_What is being asked_
Copy out all the lines exactly. Omit pictures.

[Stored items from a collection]
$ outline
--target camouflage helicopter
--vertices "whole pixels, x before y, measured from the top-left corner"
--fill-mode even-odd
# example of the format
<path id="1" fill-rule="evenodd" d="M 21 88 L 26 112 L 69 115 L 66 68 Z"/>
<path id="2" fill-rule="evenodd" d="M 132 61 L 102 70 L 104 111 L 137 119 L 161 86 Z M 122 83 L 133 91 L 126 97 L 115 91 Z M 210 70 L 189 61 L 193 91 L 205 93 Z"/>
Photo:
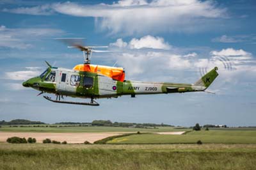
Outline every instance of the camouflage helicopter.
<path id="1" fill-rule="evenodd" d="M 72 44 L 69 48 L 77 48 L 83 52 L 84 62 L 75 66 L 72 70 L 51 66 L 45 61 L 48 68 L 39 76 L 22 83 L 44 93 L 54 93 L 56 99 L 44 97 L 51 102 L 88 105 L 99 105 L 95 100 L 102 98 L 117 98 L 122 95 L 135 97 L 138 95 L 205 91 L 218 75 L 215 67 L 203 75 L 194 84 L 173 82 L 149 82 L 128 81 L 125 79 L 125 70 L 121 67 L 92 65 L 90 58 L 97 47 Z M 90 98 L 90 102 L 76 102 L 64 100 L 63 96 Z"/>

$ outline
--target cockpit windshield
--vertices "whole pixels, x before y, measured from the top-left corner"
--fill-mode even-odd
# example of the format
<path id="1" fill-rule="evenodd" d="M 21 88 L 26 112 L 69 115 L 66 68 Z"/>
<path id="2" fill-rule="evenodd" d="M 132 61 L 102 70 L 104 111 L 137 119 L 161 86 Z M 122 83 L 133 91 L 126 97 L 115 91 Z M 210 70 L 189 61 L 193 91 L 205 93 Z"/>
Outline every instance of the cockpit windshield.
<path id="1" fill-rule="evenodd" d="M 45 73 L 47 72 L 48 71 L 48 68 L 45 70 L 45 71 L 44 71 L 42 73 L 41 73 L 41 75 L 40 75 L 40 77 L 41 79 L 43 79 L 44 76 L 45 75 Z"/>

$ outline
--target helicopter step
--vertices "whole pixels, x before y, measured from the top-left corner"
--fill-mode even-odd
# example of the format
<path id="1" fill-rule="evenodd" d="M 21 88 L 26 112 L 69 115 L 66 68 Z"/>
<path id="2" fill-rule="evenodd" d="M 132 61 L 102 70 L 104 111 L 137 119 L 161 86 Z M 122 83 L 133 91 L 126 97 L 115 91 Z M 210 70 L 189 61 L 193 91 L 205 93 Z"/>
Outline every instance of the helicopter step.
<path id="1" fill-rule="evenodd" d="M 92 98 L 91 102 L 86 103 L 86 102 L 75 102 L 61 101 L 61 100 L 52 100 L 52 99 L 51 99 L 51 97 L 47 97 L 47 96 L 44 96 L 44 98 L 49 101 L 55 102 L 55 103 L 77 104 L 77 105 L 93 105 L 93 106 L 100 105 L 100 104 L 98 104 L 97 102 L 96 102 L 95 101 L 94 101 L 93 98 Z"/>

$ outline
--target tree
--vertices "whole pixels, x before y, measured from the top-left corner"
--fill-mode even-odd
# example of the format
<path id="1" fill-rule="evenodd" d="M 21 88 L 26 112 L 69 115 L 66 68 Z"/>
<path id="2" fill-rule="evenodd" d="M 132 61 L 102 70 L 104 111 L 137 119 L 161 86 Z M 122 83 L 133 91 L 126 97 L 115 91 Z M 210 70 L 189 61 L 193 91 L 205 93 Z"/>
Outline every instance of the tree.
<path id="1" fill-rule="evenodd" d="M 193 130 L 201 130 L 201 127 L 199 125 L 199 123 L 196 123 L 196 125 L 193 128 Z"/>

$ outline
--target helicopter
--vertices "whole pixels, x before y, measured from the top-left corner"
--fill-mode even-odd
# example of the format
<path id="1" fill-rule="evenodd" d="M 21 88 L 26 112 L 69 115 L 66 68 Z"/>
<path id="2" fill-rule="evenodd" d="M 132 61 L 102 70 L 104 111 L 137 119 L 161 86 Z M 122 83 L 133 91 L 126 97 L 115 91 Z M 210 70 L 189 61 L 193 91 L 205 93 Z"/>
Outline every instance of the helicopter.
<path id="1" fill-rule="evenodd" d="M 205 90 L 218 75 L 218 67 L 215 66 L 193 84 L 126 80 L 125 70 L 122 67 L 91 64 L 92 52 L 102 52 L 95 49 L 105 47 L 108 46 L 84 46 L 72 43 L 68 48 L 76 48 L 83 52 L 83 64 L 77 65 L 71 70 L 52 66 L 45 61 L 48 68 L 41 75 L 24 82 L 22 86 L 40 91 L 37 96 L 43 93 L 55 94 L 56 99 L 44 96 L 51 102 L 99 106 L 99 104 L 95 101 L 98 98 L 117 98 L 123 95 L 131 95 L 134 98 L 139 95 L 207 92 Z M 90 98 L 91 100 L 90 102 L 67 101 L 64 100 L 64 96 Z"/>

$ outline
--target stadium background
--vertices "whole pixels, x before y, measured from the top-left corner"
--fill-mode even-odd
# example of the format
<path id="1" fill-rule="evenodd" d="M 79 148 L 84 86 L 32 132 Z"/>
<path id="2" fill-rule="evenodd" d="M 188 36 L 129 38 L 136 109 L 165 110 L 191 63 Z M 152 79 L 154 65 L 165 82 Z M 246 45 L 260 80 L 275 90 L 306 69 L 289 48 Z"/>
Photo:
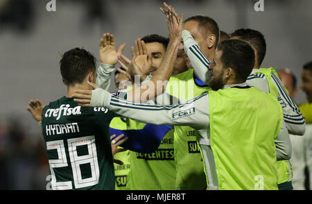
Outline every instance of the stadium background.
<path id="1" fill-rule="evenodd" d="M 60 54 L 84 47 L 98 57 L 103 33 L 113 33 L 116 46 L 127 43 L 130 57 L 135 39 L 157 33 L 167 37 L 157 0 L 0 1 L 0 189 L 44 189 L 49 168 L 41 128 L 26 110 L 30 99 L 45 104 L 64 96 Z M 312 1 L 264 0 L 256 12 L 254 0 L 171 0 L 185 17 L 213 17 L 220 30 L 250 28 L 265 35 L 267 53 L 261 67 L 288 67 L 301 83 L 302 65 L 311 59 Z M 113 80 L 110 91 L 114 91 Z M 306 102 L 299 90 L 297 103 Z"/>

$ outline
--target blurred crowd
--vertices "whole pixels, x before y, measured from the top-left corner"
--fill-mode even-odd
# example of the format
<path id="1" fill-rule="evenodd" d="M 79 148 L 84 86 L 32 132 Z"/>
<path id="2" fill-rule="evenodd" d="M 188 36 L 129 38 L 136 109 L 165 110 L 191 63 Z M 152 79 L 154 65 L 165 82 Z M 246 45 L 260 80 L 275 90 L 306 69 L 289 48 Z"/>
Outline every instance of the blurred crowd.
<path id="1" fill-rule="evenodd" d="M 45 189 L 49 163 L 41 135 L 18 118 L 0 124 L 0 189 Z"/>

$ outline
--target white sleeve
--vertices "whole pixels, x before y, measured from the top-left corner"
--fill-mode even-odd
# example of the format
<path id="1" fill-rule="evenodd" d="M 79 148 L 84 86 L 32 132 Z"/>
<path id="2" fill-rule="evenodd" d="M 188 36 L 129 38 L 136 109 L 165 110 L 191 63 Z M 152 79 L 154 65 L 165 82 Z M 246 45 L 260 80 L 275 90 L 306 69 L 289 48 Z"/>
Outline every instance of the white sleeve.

_Final result_
$ outline
--target camouflage helicopter
--vertices "whole pixels, x before y, measured from the top-left corner"
--fill-mode even-odd
# example of the format
<path id="1" fill-rule="evenodd" d="M 21 88 L 26 112 L 69 115 L 66 68 Z"/>
<path id="2" fill-rule="evenodd" d="M 132 61 L 102 70 L 104 111 L 137 119 L 161 86 Z M 122 83 L 133 91 L 126 97 L 115 91 Z M 210 70 L 189 61 L 193 91 L 205 93 Z"/>
Photo:
Outline every instance of the camouflage helicopter.
<path id="1" fill-rule="evenodd" d="M 72 44 L 69 48 L 77 48 L 83 52 L 84 62 L 75 66 L 72 70 L 51 66 L 45 61 L 48 68 L 39 76 L 22 83 L 44 93 L 54 93 L 56 99 L 44 97 L 51 102 L 88 105 L 99 105 L 95 100 L 102 98 L 117 98 L 122 95 L 135 97 L 138 95 L 205 91 L 218 75 L 215 67 L 203 75 L 194 84 L 173 82 L 149 82 L 128 81 L 125 79 L 125 70 L 121 67 L 92 65 L 90 58 L 97 47 Z M 90 98 L 90 102 L 76 102 L 64 100 L 63 96 Z"/>

$ outline
--target cockpit windshield
--vertices "whole pixels, x before y, measured from the top-left corner"
--fill-mode even-odd
# example of the format
<path id="1" fill-rule="evenodd" d="M 21 88 L 26 112 L 69 115 L 66 68 Z"/>
<path id="2" fill-rule="evenodd" d="M 132 61 L 102 70 L 104 111 L 137 119 L 161 86 Z M 122 83 L 133 91 L 126 97 L 115 91 Z M 210 70 L 189 61 L 193 91 L 205 93 Z"/>
Outline every instance of the cockpit windshield.
<path id="1" fill-rule="evenodd" d="M 45 73 L 47 72 L 48 71 L 48 68 L 45 70 L 45 71 L 44 71 L 42 73 L 41 73 L 41 75 L 40 75 L 40 77 L 41 79 L 43 79 L 44 76 L 45 75 Z"/>

$ outline
--target helicopter step
--vertices "whole pixels, x before y, measured from the top-left corner"
--fill-mode even-odd
# example of the format
<path id="1" fill-rule="evenodd" d="M 21 88 L 26 112 L 69 115 L 66 68 Z"/>
<path id="2" fill-rule="evenodd" d="M 132 61 L 102 70 L 104 111 L 137 119 L 161 86 Z M 122 83 L 133 91 L 126 97 L 115 91 Z M 210 70 L 189 61 L 193 91 L 205 93 Z"/>
Outline every instance of the helicopter step.
<path id="1" fill-rule="evenodd" d="M 92 98 L 91 102 L 86 103 L 86 102 L 75 102 L 61 101 L 61 100 L 52 100 L 52 99 L 51 99 L 51 97 L 47 97 L 47 96 L 44 96 L 44 98 L 49 101 L 55 102 L 55 103 L 77 104 L 77 105 L 93 105 L 93 106 L 100 105 L 100 104 L 98 104 L 97 102 L 96 102 L 95 101 L 94 101 L 93 98 Z"/>

$ outline
--target tree
--vertices "whole pixels, x before y, measured from the top-left corner"
--fill-mode even-odd
# example of the format
<path id="1" fill-rule="evenodd" d="M 21 88 L 26 112 L 69 115 L 66 68 Z"/>
<path id="2" fill-rule="evenodd" d="M 132 61 L 102 70 L 104 111 L 137 119 L 161 86 Z M 122 83 L 133 91 L 126 97 L 115 91 Z M 210 70 L 189 61 L 193 91 L 205 93 Z"/>
Outline every instance of the tree.
<path id="1" fill-rule="evenodd" d="M 193 130 L 201 130 L 201 127 L 199 125 L 199 123 L 196 123 L 196 125 L 193 128 Z"/>

$ outline
--target helicopter
--vertices "whole pixels, x before y, measured from the top-left corner"
--fill-mode even-odd
# example of the format
<path id="1" fill-rule="evenodd" d="M 21 88 L 26 112 L 69 115 L 66 68 Z"/>
<path id="2" fill-rule="evenodd" d="M 132 61 L 102 70 L 104 111 L 137 119 L 161 86 Z M 122 83 L 133 91 L 126 97 L 115 91 Z M 210 70 L 189 61 L 193 91 L 205 93 Z"/>
Outline every instance of the helicopter.
<path id="1" fill-rule="evenodd" d="M 205 90 L 218 75 L 218 67 L 215 66 L 193 84 L 126 80 L 125 70 L 122 67 L 91 64 L 92 52 L 102 52 L 95 49 L 105 47 L 108 46 L 84 46 L 72 43 L 68 48 L 76 48 L 83 52 L 83 64 L 77 65 L 71 70 L 52 66 L 45 61 L 48 68 L 41 75 L 24 82 L 22 86 L 40 91 L 37 96 L 43 93 L 55 94 L 56 99 L 44 96 L 51 102 L 99 106 L 99 104 L 95 101 L 98 98 L 117 98 L 123 95 L 131 95 L 134 98 L 139 95 L 207 92 Z M 90 98 L 91 100 L 90 102 L 67 101 L 64 100 L 64 96 Z"/>

$ outline
--target stadium background
--vertices "whole pixels, x before y, measured from the top-left corner"
--fill-mode even-odd
# example of the format
<path id="1" fill-rule="evenodd" d="M 79 148 L 84 86 L 32 132 Z"/>
<path id="2" fill-rule="evenodd" d="M 188 36 L 129 38 L 136 109 L 165 110 L 191 63 Z M 152 79 L 154 65 L 165 82 Z M 246 45 L 260 80 L 275 90 L 306 69 L 289 48 Z"/>
Photo:
Outline every instance of the stadium background.
<path id="1" fill-rule="evenodd" d="M 60 54 L 84 47 L 98 57 L 103 33 L 113 33 L 116 46 L 127 43 L 130 57 L 135 39 L 157 33 L 167 37 L 157 0 L 0 1 L 0 189 L 44 189 L 49 168 L 41 128 L 26 110 L 30 99 L 45 104 L 64 96 Z M 312 1 L 264 0 L 256 12 L 254 0 L 171 0 L 185 17 L 213 17 L 220 30 L 250 28 L 265 35 L 267 53 L 261 67 L 288 67 L 301 83 L 302 65 L 311 59 Z M 113 80 L 110 91 L 114 91 Z M 306 102 L 299 90 L 297 103 Z"/>

$ outline
--target blurred crowd
--vertices "whole pixels, x before y, measured from the top-left corner"
--fill-mode even-odd
# example of the format
<path id="1" fill-rule="evenodd" d="M 79 148 L 84 86 L 32 132 Z"/>
<path id="2" fill-rule="evenodd" d="M 188 36 L 129 38 L 136 109 L 165 110 L 191 63 Z M 152 79 L 154 65 L 165 82 Z M 246 45 L 260 80 L 275 90 L 306 69 L 289 48 Z"/>
Outline every instance of the blurred crowd.
<path id="1" fill-rule="evenodd" d="M 45 189 L 49 163 L 41 135 L 18 118 L 0 124 L 0 189 Z"/>

$ outline
--target white sleeve
--vertices "whole pixels, x before y, measured from the top-left corner"
--fill-mode even-odd
# example of the format
<path id="1" fill-rule="evenodd" d="M 79 148 L 84 86 L 32 132 Z"/>
<path id="2" fill-rule="evenodd" d="M 188 36 L 129 38 L 136 109 L 165 110 L 191 63 Z M 152 79 L 154 65 L 165 82 Z M 246 45 L 260 80 L 275 90 L 306 69 L 289 48 Z"/>
Outline every instance of the white sleeve.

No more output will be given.